Records to use:

##############################

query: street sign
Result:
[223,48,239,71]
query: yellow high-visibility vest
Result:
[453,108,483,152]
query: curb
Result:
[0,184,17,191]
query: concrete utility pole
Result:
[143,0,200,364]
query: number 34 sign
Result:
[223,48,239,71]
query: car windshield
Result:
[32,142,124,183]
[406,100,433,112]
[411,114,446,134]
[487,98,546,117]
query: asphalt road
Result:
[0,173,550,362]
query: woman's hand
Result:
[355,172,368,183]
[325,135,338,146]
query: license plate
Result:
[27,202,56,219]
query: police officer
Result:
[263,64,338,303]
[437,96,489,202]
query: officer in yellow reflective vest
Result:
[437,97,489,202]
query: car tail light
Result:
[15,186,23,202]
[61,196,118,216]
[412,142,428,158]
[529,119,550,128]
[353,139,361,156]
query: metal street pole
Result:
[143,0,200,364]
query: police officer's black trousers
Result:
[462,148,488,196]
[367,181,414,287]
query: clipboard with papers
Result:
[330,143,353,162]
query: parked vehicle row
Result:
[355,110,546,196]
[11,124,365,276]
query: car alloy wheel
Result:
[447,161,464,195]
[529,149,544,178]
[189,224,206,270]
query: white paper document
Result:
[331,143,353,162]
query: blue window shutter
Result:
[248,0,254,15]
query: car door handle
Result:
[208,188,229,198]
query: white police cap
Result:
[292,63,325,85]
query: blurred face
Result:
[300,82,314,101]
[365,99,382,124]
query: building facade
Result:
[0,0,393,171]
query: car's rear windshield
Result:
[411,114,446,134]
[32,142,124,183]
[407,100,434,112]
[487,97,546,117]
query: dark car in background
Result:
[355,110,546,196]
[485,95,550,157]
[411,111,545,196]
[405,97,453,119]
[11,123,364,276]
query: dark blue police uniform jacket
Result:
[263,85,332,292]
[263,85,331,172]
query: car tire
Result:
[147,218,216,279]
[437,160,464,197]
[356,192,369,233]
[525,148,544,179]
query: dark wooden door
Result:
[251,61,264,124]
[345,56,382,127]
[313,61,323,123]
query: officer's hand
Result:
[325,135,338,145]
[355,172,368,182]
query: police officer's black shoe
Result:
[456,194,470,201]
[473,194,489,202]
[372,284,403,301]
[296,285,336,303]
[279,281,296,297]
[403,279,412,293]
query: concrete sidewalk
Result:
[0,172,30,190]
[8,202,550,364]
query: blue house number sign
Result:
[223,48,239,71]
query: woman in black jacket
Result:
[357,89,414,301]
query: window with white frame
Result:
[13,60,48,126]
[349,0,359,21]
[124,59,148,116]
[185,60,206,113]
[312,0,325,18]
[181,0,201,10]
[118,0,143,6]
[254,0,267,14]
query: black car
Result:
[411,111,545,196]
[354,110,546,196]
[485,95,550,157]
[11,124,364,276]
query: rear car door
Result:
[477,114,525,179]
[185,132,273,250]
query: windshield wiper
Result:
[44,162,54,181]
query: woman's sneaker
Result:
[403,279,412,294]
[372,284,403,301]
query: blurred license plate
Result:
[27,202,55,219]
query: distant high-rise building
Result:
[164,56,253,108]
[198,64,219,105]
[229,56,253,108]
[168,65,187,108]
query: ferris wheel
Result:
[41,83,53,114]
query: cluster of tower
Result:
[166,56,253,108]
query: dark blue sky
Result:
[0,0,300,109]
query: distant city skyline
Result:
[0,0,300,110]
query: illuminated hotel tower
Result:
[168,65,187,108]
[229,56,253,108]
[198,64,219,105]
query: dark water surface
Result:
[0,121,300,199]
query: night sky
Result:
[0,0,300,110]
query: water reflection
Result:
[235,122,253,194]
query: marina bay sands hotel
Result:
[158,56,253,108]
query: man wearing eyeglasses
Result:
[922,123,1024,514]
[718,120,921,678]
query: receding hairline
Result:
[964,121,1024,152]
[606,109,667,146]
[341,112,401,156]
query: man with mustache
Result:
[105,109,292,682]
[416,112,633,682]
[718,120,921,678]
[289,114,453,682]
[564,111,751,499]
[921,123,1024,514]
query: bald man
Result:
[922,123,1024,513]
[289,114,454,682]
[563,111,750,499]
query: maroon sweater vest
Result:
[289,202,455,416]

##############################

Please revise the lines from the start of the listing through the line holding "[11,123,364,276]", inclusive, replacing "windshield" with "windscreen" and leaving everything else unchanged. Return only those lines.

Written solution:
query: street sign
Result:
[223,48,239,71]
query: yellow high-visibility vest
Result:
[453,108,483,152]
query: curb
Result:
[0,184,17,191]
query: concrete utility pole
Result:
[143,0,200,364]
query: number 34 sign
Result:
[223,48,239,71]
query: car windscreen
Result:
[32,142,124,183]
[406,100,433,112]
[411,114,446,134]
[487,98,546,117]
query: asphalt road
Result:
[0,173,550,362]
query: woman's hand
Result:
[355,172,368,183]
[325,135,338,146]
query: license plate
Result:
[27,202,56,219]
query: police officer
Result:
[263,64,338,303]
[437,96,489,202]
query: officer in yellow reflective vest
Result:
[437,97,489,202]
query: car tail light
Result:
[15,186,23,202]
[61,196,118,216]
[412,142,428,158]
[529,119,550,128]
[353,139,361,156]
query: metal street pole
Result:
[143,0,200,364]
query: police officer's black trousers
Result:
[462,148,488,196]
[367,181,414,287]
query: clipboard with papers
Result:
[330,143,353,162]
query: parked vehicle row
Result:
[355,110,546,196]
[11,124,365,276]
query: car alloy wheel
Result:
[447,161,464,195]
[529,149,544,178]
[189,224,206,270]
query: white paper document
Result:
[331,143,353,162]
query: blue window shutter
Result:
[248,0,254,15]
query: car door handle
Result:
[208,188,229,198]
query: white police cap
Result:
[292,63,325,85]
query: blurred face
Result:
[300,82,314,101]
[365,99,382,124]
query: building facade
Result:
[0,0,393,171]
query: car's rear windscreen
Result:
[411,114,446,134]
[32,142,124,183]
[407,100,434,112]
[487,97,546,117]
query: dark car in background
Result:
[355,110,546,196]
[485,95,550,157]
[411,111,545,196]
[405,97,453,119]
[11,123,364,276]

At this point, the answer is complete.